■ SHORT EXERCISE
From the material below, pull out each line that contains the word "hand".

■ EXTRACTED MATERIAL
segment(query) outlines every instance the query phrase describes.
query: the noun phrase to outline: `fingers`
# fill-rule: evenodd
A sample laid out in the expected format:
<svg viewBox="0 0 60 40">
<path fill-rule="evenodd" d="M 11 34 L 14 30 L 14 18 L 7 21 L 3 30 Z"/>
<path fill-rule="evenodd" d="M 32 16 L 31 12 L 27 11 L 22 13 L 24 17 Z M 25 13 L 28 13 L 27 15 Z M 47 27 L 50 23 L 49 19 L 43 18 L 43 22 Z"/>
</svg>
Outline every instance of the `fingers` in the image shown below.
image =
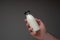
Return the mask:
<svg viewBox="0 0 60 40">
<path fill-rule="evenodd" d="M 31 35 L 36 35 L 36 32 L 33 32 L 33 28 L 30 27 L 29 23 L 27 22 L 27 20 L 25 19 L 26 22 L 26 26 L 28 27 L 28 30 L 30 32 Z"/>
</svg>

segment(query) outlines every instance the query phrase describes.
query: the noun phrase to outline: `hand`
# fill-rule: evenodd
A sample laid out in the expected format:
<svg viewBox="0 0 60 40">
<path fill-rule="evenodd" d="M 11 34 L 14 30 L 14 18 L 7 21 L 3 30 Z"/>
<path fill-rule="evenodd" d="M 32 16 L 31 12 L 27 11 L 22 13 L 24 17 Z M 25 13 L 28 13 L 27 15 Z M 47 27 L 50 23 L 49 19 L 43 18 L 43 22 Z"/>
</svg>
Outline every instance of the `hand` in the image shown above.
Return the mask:
<svg viewBox="0 0 60 40">
<path fill-rule="evenodd" d="M 30 27 L 29 23 L 28 23 L 27 20 L 25 19 L 26 26 L 27 26 L 30 34 L 31 34 L 33 37 L 35 37 L 35 38 L 37 38 L 37 39 L 39 39 L 39 40 L 43 40 L 43 39 L 44 39 L 44 36 L 45 36 L 45 34 L 46 34 L 45 25 L 44 25 L 44 23 L 43 23 L 40 19 L 37 19 L 37 18 L 36 18 L 35 20 L 36 20 L 36 22 L 38 23 L 39 28 L 40 28 L 40 30 L 39 30 L 38 32 L 33 32 L 33 31 L 32 31 L 33 28 Z"/>
</svg>

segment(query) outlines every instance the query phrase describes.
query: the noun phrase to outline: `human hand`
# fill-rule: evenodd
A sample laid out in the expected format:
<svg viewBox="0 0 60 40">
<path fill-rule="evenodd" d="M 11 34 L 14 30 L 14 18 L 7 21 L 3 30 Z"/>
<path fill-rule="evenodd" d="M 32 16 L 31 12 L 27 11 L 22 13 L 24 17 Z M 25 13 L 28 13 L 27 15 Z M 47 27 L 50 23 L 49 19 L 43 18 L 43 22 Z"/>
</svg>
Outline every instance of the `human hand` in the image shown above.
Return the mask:
<svg viewBox="0 0 60 40">
<path fill-rule="evenodd" d="M 39 39 L 39 40 L 43 40 L 43 39 L 44 39 L 44 36 L 45 36 L 45 34 L 46 34 L 45 25 L 44 25 L 44 23 L 43 23 L 40 19 L 37 19 L 37 18 L 35 18 L 35 19 L 36 19 L 36 22 L 37 22 L 38 25 L 39 25 L 39 28 L 40 28 L 39 31 L 33 32 L 33 31 L 32 31 L 33 28 L 30 27 L 29 23 L 28 23 L 27 20 L 25 19 L 26 26 L 27 26 L 30 34 L 31 34 L 33 37 L 35 37 L 35 38 L 37 38 L 37 39 Z"/>
</svg>

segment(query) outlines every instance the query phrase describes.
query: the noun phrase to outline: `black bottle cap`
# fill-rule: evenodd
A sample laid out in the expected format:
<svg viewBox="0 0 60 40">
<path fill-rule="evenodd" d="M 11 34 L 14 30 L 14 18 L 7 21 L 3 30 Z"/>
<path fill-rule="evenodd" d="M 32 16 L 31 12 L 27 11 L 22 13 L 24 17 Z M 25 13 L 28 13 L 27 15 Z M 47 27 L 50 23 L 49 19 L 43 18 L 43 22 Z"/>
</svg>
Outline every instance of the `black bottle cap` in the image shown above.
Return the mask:
<svg viewBox="0 0 60 40">
<path fill-rule="evenodd" d="M 26 11 L 24 14 L 25 14 L 25 15 L 30 14 L 30 10 Z"/>
</svg>

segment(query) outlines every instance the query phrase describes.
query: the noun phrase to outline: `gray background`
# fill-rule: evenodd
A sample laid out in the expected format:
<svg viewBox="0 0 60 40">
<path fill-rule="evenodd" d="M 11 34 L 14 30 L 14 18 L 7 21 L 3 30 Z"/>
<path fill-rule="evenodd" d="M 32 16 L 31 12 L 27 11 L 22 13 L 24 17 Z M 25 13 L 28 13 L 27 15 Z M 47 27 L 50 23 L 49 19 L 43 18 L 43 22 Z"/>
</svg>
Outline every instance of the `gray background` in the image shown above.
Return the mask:
<svg viewBox="0 0 60 40">
<path fill-rule="evenodd" d="M 60 37 L 60 3 L 59 1 L 0 1 L 0 40 L 36 40 L 26 28 L 24 12 L 40 18 L 46 30 Z"/>
</svg>

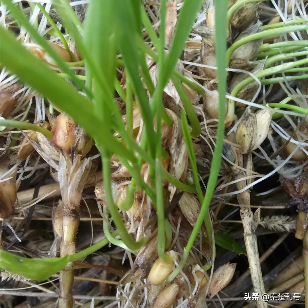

■ SOLUTION
query: the noun phrase to outline: `hand`
Outline every instance of the `hand` in the image shown above.
query: the noun phrase to outline: `human hand`
Outline every instance of the `human hand` in the image shown above.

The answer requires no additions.